L’Essor : Où en êtes-vous avec le projet d’installation de l’usine d’affinage d’or ?

Pr Amadou Keïta : Ce projet est une des dimensions du partenariat que nous avons avec la Russie dans le secteur minier et il se présente comme un tournant décisif dans l’organisation et la gestion de ce secteur. Vous n’êtes pas sans savoir que l’objectif final de ce processus est que tout l’or produit sur le territoire du Mali soit raffiné au Mali dans des conditions optimales.

C’est un processus qui évolue bien et demande une coopération intense à plusieurs niveaux. L’État a mis à la disposition de ce projet d’usine d’affinage un espace de 10 hectares et dispose d’un plan de conception sommaire de l’unité. Le cahier de charges ainsi que les éléments nécessaires pour la conduite d’une étude de faisabilité sont disponibles.

Un suivi régulier est fait avec le partenaire russe pour que notre pays dispose, après un peu plus de 60 ans d’exploitation de l’or, d’une usine d’affinage répondant aux standards internationaux.

 

L’Essor : La renégociation du contrat de lithium de Goulamina a permis de porter la participation de l’État et des nationaux à 35% contre 20% précédemment. Que représente cette part en termes de ressources pour les caisses publiques ?

Pr Amadou Keïta : Je voudrais d’abord féliciter le gouvernement du Mali pour cet accord et pour le projet de la mine de lithium de Goulamina, l’un des plus grands projets de lithium en Afrique et dans le monde. Il reflète la politique de diversification que nous prônons dans l’exploitation des ressources minérales de notre pays.

Pour revenir à votre question, il est important de voir au-delà des pourcentages énoncés qui concernent, uniquement, l’apport direct du secteur minier, en termes de dividendes, à l’État et aux nationaux qui seront actionnaires. À ce niveau, une première estimation fait état d’une augmentation du budget de l’État à hauteur d’environ 100 milliards de Fcfa par an. Mais, je voudrais faire noter que ce projet de la mine de lithium de Goulamina aura des apports sous d’autres formes qui permettront une contribution additionnelle significative au financement du développement des secteurs minier et énergétique, du secteur des infrastructures et des transports, en plus du développement local. Il est attendu, par exemple, un minimum de 250 milliards de Fcfa de chiffres d’affaires pour les entreprises locales sous-traitantes et une création d’emplois considérable dans la Région de Bougouni.

Je rappelle également que cette mine est opérée par le partenaire Chinois Ganfeng Lithium Co, l’un des plus grands producteurs de lithium, de batteries de lithium et de produits dérivés de lithium. Ainsi donc grâce à ce projet, le Mali mettra en place une usine de spodumène qui démarrera sa production avant la fin de l’année 2024. Ce sont donc des milliers d’emplois créés en perspective et le développement de toutes les zones riveraines du projet.

 

L’Essor : L’État a-t-il les moyens d’être présent à tous les niveaux de la chaîne d’exploitation pour pouvoir déterminer la rentabilité réelle de cette mine de lithium ?

→ **ENREGISTREMENTS FOURNIS**:

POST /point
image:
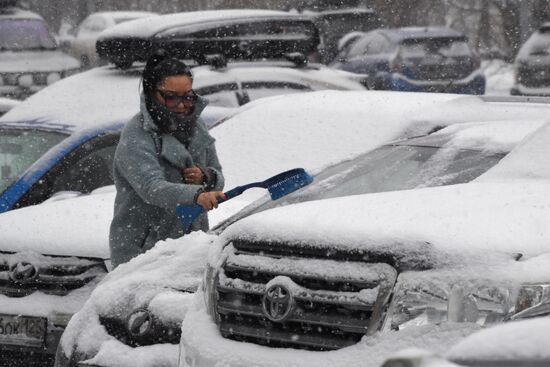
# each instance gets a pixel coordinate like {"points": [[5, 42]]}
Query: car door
{"points": [[83, 170]]}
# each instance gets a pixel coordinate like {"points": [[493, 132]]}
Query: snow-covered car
{"points": [[427, 59], [523, 343], [31, 236], [239, 33], [82, 46], [110, 96], [532, 65], [29, 57], [362, 276], [7, 104], [112, 325]]}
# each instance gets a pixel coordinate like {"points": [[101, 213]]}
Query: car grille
{"points": [[459, 70], [534, 76], [24, 273], [305, 302]]}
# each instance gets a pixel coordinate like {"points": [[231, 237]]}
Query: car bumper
{"points": [[473, 84], [202, 345], [32, 356]]}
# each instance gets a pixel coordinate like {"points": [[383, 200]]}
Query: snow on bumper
{"points": [[202, 345]]}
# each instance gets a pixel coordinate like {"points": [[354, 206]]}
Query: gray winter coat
{"points": [[149, 183]]}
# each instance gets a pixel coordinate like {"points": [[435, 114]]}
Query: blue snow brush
{"points": [[278, 186]]}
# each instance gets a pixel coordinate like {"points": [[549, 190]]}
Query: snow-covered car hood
{"points": [[433, 226], [160, 281], [78, 226], [148, 27], [36, 61]]}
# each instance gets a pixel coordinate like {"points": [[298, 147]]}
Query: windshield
{"points": [[24, 34], [537, 45], [447, 47], [21, 148], [389, 168]]}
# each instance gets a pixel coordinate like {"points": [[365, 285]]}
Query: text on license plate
{"points": [[22, 330]]}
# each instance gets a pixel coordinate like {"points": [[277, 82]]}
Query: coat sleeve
{"points": [[213, 164], [137, 161]]}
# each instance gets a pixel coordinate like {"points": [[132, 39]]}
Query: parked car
{"points": [[32, 233], [26, 180], [360, 276], [430, 59], [241, 34], [7, 104], [333, 24], [110, 314], [521, 343], [29, 57], [82, 46], [532, 65]]}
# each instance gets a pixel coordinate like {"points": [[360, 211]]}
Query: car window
{"points": [[222, 95], [89, 172], [21, 148], [24, 34], [85, 169], [397, 167], [447, 47]]}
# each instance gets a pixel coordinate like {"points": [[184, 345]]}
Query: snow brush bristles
{"points": [[278, 186]]}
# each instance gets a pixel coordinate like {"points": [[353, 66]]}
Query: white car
{"points": [[151, 312], [29, 57], [523, 343], [7, 104], [362, 276], [82, 46]]}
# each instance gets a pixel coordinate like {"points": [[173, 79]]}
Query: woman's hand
{"points": [[209, 200], [193, 175]]}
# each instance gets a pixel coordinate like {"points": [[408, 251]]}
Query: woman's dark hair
{"points": [[161, 65]]}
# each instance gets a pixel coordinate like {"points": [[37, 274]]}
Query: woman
{"points": [[165, 158]]}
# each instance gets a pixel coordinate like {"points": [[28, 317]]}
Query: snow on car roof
{"points": [[490, 136], [82, 100], [16, 13], [528, 160], [435, 224], [125, 14], [148, 27], [519, 341]]}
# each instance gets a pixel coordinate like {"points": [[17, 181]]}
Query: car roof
{"points": [[489, 136], [118, 14], [16, 13], [108, 94], [147, 27], [406, 33]]}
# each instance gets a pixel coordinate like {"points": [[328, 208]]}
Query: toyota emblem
{"points": [[23, 272], [277, 303]]}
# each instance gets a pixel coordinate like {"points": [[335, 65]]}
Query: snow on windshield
{"points": [[160, 281]]}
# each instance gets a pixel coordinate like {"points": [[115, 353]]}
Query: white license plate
{"points": [[22, 330]]}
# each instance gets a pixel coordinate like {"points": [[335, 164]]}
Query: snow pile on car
{"points": [[160, 281]]}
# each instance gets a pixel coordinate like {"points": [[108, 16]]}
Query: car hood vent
{"points": [[27, 272]]}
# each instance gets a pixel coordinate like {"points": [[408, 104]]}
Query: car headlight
{"points": [[52, 78], [419, 302], [25, 80], [533, 300], [140, 324]]}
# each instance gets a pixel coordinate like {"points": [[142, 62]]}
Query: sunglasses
{"points": [[173, 100]]}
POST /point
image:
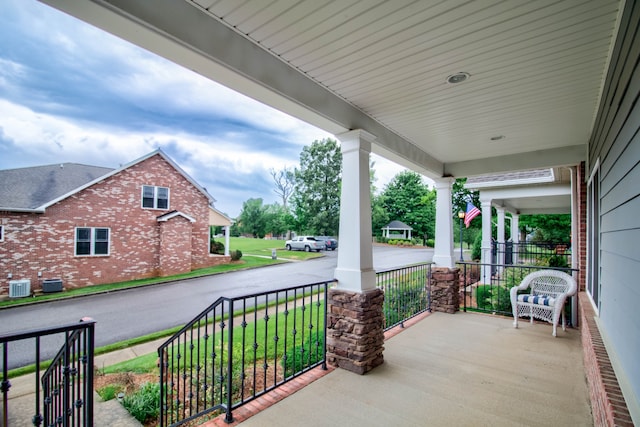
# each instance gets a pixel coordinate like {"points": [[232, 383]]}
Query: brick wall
{"points": [[44, 243], [607, 403]]}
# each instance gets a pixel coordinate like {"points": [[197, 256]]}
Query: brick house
{"points": [[89, 225]]}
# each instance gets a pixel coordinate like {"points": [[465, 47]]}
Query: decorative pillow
{"points": [[536, 299]]}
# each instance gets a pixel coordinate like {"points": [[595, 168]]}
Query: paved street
{"points": [[136, 312]]}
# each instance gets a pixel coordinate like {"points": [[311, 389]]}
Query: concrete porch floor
{"points": [[464, 369]]}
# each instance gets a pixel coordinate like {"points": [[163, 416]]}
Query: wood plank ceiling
{"points": [[536, 67]]}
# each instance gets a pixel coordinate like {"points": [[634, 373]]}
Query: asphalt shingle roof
{"points": [[30, 188]]}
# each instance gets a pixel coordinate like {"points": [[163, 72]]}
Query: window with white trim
{"points": [[92, 241], [154, 197], [593, 236]]}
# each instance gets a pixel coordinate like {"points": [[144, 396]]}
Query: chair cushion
{"points": [[536, 299]]}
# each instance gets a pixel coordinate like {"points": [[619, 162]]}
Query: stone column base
{"points": [[355, 336], [445, 289]]}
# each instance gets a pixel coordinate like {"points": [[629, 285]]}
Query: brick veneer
{"points": [[607, 402], [355, 336], [44, 242], [445, 289]]}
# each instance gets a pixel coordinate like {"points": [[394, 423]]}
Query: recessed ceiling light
{"points": [[458, 77]]}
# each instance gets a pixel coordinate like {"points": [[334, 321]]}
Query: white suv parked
{"points": [[305, 243]]}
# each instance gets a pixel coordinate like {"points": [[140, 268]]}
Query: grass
{"points": [[253, 251], [148, 363]]}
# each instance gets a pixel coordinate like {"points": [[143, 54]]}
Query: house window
{"points": [[155, 197], [92, 241]]}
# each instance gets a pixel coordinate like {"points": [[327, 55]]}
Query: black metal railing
{"points": [[486, 287], [406, 293], [240, 348], [552, 254], [67, 384]]}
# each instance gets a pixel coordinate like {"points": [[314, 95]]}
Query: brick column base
{"points": [[607, 402], [445, 289], [355, 336]]}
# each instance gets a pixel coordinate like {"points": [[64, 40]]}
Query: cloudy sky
{"points": [[70, 92]]}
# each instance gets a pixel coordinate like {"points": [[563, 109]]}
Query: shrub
{"points": [[144, 404], [109, 392], [301, 357], [493, 298]]}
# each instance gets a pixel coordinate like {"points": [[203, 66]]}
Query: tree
{"points": [[379, 216], [252, 218], [460, 196], [277, 219], [284, 180], [406, 198], [316, 200]]}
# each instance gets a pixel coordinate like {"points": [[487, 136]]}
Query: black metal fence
{"points": [[66, 397], [551, 254], [486, 287], [240, 348], [406, 292]]}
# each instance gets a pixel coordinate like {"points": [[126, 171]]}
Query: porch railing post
{"points": [[229, 415]]}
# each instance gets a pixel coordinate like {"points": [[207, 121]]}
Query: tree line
{"points": [[310, 204]]}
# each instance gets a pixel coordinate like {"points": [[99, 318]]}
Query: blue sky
{"points": [[70, 92]]}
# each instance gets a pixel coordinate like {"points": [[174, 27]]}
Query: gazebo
{"points": [[390, 231]]}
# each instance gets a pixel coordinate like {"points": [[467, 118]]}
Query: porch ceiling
{"points": [[536, 69]]}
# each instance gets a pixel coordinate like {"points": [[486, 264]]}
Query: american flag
{"points": [[471, 213]]}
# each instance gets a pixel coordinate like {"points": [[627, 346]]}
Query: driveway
{"points": [[136, 312]]}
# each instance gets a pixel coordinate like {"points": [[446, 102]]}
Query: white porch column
{"points": [[500, 238], [355, 259], [227, 232], [443, 251], [515, 237], [486, 240]]}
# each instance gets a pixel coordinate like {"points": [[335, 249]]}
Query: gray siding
{"points": [[616, 142]]}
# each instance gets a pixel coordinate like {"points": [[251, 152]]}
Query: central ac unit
{"points": [[19, 288]]}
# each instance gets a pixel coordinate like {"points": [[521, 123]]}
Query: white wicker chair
{"points": [[549, 291]]}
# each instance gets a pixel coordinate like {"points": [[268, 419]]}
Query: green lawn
{"points": [[255, 253]]}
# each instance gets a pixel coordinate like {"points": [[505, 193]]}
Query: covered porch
{"points": [[461, 369], [447, 90]]}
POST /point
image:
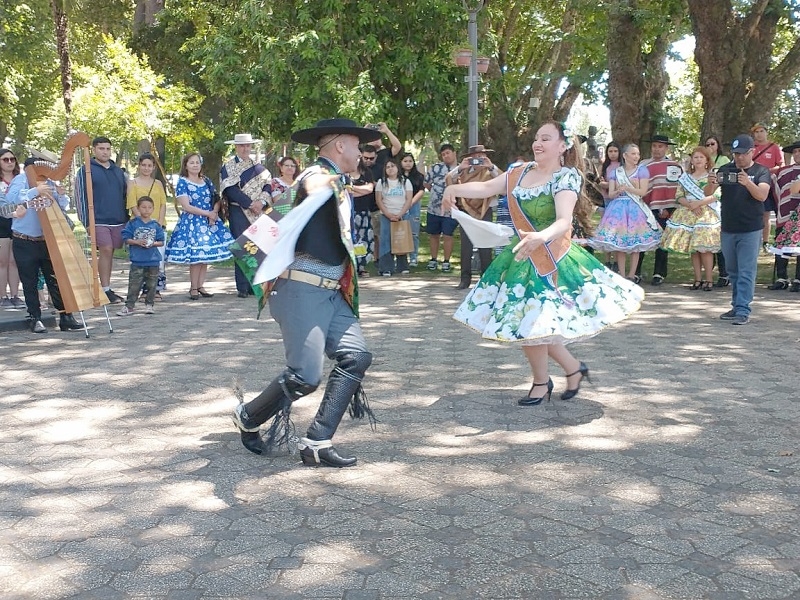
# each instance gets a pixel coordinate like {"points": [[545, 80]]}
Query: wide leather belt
{"points": [[30, 238], [311, 279]]}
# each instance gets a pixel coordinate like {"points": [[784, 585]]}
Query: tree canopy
{"points": [[194, 71]]}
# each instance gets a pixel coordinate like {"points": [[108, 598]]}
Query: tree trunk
{"points": [[145, 14], [62, 47], [738, 80], [637, 81]]}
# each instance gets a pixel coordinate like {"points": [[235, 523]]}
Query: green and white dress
{"points": [[513, 303]]}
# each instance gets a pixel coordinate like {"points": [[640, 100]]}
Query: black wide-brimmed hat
{"points": [[325, 127], [791, 147], [664, 139]]}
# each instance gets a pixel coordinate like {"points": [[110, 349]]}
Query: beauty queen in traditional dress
{"points": [[200, 237], [628, 226], [543, 291], [694, 227]]}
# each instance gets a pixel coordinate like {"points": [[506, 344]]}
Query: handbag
{"points": [[402, 239]]}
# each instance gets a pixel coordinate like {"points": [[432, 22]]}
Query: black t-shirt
{"points": [[365, 202], [741, 213]]}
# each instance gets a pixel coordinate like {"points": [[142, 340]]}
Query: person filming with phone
{"points": [[474, 166], [744, 188]]}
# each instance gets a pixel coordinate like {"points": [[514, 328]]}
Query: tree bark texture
{"points": [[738, 79], [62, 47], [637, 79]]}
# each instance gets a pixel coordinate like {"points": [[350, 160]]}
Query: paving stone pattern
{"points": [[673, 476]]}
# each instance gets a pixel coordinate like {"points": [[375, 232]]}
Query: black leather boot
{"points": [[68, 323], [321, 453]]}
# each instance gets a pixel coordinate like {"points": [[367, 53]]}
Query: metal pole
{"points": [[473, 76]]}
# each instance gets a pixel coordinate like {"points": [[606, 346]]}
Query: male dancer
{"points": [[315, 302]]}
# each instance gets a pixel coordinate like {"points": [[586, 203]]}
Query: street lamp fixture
{"points": [[473, 7]]}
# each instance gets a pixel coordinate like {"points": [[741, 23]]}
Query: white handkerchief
{"points": [[483, 234]]}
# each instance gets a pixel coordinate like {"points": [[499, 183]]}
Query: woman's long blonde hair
{"points": [[573, 158]]}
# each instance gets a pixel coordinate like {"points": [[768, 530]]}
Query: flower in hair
{"points": [[568, 137]]}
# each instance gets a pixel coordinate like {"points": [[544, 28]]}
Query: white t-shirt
{"points": [[394, 195]]}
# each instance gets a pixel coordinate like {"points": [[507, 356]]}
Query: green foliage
{"points": [[125, 100]]}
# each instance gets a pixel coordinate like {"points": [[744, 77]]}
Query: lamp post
{"points": [[473, 7]]}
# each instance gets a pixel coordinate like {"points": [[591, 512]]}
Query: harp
{"points": [[78, 278]]}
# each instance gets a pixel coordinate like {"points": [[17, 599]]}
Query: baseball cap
{"points": [[742, 144]]}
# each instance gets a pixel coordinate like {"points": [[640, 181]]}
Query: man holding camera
{"points": [[475, 166], [745, 186]]}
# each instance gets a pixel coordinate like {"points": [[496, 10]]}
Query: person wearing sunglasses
{"points": [[9, 278]]}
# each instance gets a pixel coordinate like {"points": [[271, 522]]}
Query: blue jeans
{"points": [[415, 213], [741, 259]]}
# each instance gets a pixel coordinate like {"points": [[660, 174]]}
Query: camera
{"points": [[727, 177]]}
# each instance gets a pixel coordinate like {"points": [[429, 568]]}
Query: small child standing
{"points": [[144, 236]]}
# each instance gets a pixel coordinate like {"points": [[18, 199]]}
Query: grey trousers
{"points": [[314, 323]]}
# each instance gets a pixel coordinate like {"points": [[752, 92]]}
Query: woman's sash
{"points": [[622, 178], [695, 191], [546, 257]]}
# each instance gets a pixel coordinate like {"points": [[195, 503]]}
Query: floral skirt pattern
{"points": [[511, 303], [789, 235], [687, 232], [363, 233], [624, 228], [194, 241]]}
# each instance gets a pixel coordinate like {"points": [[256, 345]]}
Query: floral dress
{"points": [[512, 303], [624, 227], [789, 235], [687, 232], [194, 241]]}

→ **TÂCHES À FAIRE**:
**a)** Relevez chaque ligne des enregistrements qui contient le mot «black», en tenant compte de la casse.
**b)** Poursuivez l'entretien sur le secteur minier malien à partir de son dernier échange.

→ **RÉPONSES ATTENDUES**:
**a)**
Query: black metal railing
Query: black metal fence
Query: black wide-brimmed hat
Query: black t-shirt
Query: black leather boot

**b)**
Pr Amadou Keïta : C’est un chantier qui s’étend, pour nous, à l’ensemble des sociétés minières qui opèrent au Mali. L’administration minière a cette obligation de veiller à une exploitation juste de nos ressources et le nouveau code minier renvoie l’ensemble des services du ministère des Mines et d’autres départements ministériels à un contrôle strict de l’activité minière sur notre territoire.

Notre État doit, dès lors, se donner les moyens pour parvenir à un suivi des sociétés minières autant sur la valeur réelle des exportations que sur le respect de toutes les dispositions de leurs activités notamment les normes environnementales en vigueur. C’est tout le sens de la réforme institutionnelle que nous engageons pour permettre à nos services d’être à même de répondre à cette donne importante pour notre pays.

 

L’Essor : Peut-on alors considérer que la signature, par le Premier ministre, du décret portant annulation du permis d’exploitation de la mine de manganèse à Tassiga, est un des effets de ces réformes ?

Pr Amadou Keïta : Je voudrais d’emblée dire que notre objectif n’est pas de procéder à des annulations de titres miniers. Cela installe des périodes d’incertitudes pour la chaîne de valeur de la mine, des travailleurs aux entreprises sous-traitantes, en passant par les communautés riveraines.

Mais, en tout état de cause, la responsabilité nous incombe de veiller au respect des lois en vigueur en République du Mali. Dès lors, quand les conditions sont réunies pour faire constater des manquements graves dans la convention qui lie l’État à la société minière, nous sommes appelés à faire appliquer la loi dans toute sa rigueur.

Sur la mine de manganèse de Tassiga, attribuée à la société Metal Mass PTY Ltd depuis juillet 2011, notre administration a relevé des faits dont certains appelaient une annulation immédiate et sans mise en demeure du permis. Dans ce cas précis, nous entendons faire prévaloir les intérêts de l’État et de nos populations.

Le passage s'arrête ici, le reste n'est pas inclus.